**EXERCISE TASKS:**
A – Write out the part of the article on the Black Hills girls' basketball coach starting at "And it doesn’t" and ending at "Sarah McGee (5-10).".
B – In two sentences, summarize the article on the Black Hills girls' basketball coach.

**GIVEN PASSAGE:**

____________

And it doesn’t hurt that her new coach is her stepmother.

Tanya Greenfield earned her first head coaching job when she learned during the summer she would take over for Robin Johnson at Black Hills. Not long after that, she added Smothers to the ninth-ranked Wolves.

Greenfield, a former post at Saint Martin’s University, was more than pleased to get the opportunity to coach Smothers (6-foot-1), and add her to a front line that already featured Hope Mortensen (6-0) and Sarah McGee (5-10).

“Whether she decided to transfer here or not I would have been here as her head coach, but she likes that we both played the same position and that I was going to be taking over,” Greenfield said. “But we have an understanding that on the floor, it’s all about basketball.”

Actually, that isn’t too different from off the floor as well. Greenfield’s husband, Steve Smothers, is the head coach of the Olympia Reign, a semi-pro team in the International Basketball League.

“I also have a sixth-grade daughter in basketball,” Greenfield said. “Throw her into the mix and it’s pretty much basketball on TV pretty consistently and it’s pretty much the topic of conversation all the time at dinner.”

Shayla Smothers, Mortensen and McGee figure to be key for Black Hills, which is counting on high-quality wing play from twins Sydney and Taylor Sauls.

“We put a lot of emphasis on rebounding and getting the ball up the floor and filling the lanes,” Greenfield said. “I feel like our bigs are quicker than any other team’s bigs, so I feel we have to outrun them down the floor.”

It’s a combination that Greenfield hopes can take the Wolves back to the Class 2A state playoffs for the first time since 2010. It’s the longest state drought the school has faced in 13 years.

____________

**INFORMATION PROVIDED:**
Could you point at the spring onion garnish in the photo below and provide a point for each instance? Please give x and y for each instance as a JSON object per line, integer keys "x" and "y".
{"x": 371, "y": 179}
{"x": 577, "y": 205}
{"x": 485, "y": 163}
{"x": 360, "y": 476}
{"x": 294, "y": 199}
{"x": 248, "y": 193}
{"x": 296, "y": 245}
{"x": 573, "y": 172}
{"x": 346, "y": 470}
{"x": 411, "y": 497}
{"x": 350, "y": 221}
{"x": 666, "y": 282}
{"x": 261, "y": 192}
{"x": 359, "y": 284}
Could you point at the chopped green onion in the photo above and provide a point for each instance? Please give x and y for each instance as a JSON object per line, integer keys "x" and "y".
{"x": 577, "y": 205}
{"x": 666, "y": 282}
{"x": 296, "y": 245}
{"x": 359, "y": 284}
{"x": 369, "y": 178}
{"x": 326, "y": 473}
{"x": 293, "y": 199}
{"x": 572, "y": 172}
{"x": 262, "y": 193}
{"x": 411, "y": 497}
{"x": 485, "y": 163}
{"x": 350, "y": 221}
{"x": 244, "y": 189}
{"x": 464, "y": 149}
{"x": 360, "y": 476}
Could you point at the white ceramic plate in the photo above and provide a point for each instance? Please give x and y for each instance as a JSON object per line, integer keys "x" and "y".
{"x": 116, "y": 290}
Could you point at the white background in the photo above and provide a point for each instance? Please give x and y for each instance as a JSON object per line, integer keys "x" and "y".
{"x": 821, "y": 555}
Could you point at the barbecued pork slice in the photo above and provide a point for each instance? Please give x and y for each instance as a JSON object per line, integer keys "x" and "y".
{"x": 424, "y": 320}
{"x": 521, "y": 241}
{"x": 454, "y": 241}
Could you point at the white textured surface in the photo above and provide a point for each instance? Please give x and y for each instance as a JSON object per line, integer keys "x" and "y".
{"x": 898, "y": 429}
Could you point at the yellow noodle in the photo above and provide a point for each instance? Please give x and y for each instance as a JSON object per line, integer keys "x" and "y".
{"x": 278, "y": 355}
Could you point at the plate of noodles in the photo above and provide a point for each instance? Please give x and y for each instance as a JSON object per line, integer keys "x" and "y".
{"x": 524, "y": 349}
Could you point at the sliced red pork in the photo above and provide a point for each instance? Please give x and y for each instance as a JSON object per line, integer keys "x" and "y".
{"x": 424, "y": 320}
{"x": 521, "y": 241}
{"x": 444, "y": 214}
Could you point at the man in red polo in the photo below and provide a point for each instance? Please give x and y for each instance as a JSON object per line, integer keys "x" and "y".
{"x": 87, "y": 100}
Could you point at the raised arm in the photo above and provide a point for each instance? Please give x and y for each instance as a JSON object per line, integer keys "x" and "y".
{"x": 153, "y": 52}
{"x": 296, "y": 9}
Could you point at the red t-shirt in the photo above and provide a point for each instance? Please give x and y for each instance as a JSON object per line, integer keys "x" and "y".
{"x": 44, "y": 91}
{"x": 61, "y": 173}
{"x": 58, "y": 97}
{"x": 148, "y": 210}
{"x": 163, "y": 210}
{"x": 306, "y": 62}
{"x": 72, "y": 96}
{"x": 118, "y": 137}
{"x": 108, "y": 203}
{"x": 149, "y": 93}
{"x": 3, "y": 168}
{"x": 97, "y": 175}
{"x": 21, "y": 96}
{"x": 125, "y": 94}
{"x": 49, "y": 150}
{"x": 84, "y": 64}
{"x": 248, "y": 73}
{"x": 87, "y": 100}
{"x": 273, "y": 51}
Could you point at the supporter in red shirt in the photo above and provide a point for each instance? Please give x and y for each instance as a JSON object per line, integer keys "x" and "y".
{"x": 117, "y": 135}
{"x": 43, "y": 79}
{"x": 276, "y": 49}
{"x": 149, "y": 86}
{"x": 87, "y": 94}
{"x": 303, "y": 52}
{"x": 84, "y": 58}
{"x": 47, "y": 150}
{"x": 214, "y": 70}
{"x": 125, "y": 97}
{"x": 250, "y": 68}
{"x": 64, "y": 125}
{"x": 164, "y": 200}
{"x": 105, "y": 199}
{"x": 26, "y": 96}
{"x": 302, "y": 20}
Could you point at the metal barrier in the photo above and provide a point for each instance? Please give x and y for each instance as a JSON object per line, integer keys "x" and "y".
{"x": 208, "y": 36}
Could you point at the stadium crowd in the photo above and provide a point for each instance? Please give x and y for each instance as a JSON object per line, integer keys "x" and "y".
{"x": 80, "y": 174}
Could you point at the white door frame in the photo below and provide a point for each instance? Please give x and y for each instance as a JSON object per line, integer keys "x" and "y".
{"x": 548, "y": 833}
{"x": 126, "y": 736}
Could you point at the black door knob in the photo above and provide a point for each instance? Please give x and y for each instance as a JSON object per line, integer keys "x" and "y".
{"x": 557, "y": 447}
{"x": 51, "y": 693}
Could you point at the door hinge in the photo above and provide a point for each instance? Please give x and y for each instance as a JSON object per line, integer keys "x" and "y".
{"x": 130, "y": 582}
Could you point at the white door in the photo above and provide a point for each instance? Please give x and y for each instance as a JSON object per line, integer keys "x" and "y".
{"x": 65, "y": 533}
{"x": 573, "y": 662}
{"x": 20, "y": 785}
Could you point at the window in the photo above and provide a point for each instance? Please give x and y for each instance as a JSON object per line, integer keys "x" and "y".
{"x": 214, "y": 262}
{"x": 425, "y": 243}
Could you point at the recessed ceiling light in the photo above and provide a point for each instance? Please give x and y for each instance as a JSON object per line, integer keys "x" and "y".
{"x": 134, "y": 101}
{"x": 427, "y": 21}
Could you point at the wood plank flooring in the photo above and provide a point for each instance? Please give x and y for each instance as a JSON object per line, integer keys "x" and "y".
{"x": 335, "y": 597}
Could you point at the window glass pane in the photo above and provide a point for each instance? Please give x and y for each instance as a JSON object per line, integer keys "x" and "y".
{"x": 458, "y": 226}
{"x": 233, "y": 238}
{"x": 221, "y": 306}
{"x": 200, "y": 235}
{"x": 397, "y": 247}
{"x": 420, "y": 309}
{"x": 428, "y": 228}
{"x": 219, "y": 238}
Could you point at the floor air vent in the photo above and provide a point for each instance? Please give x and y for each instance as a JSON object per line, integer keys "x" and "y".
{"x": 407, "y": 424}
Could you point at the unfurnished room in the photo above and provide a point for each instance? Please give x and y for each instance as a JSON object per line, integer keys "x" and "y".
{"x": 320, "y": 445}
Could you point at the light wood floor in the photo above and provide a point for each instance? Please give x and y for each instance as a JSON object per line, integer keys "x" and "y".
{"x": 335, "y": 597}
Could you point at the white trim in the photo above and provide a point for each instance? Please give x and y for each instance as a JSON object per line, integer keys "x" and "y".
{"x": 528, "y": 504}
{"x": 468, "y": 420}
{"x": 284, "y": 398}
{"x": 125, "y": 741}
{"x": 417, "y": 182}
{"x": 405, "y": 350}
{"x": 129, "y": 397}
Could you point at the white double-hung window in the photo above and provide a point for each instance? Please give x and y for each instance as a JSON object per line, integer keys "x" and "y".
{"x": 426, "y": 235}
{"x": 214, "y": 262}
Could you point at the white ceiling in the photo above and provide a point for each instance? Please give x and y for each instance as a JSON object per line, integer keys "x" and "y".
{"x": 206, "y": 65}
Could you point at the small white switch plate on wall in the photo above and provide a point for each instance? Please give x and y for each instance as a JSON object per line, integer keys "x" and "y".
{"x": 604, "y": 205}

____________

**ANSWERS FOR THIS EXERCISE:**
A –
And it doesn’t hurt that her new coach is her stepmother.

Tanya Greenfield earned her first head coaching job when she learned during the summer she would take over for Robin Johnson at Black Hills. Not long after that, she added Smothers to the ninth-ranked Wolves.

Greenfield, a former post at Saint Martin’s University, was more than pleased to get the opportunity to coach Smothers (6-foot-1), and add her to a front line that already featured Hope Mortensen (6-0) and Sarah McGee (5-10).

B – Tanya Greenfield earned her first head coaching job when she took over for Robin Johnson at Black Hills, and she soon added Shayla Smothers to a front line that already featured Hope Mortensen and Sarah McGee. Greenfield's team emphasizes rebounding and outrunning opponents down the floor, and she hopes that approach can return the Wolves to the Class 2A state playoffs for the first time since 2010.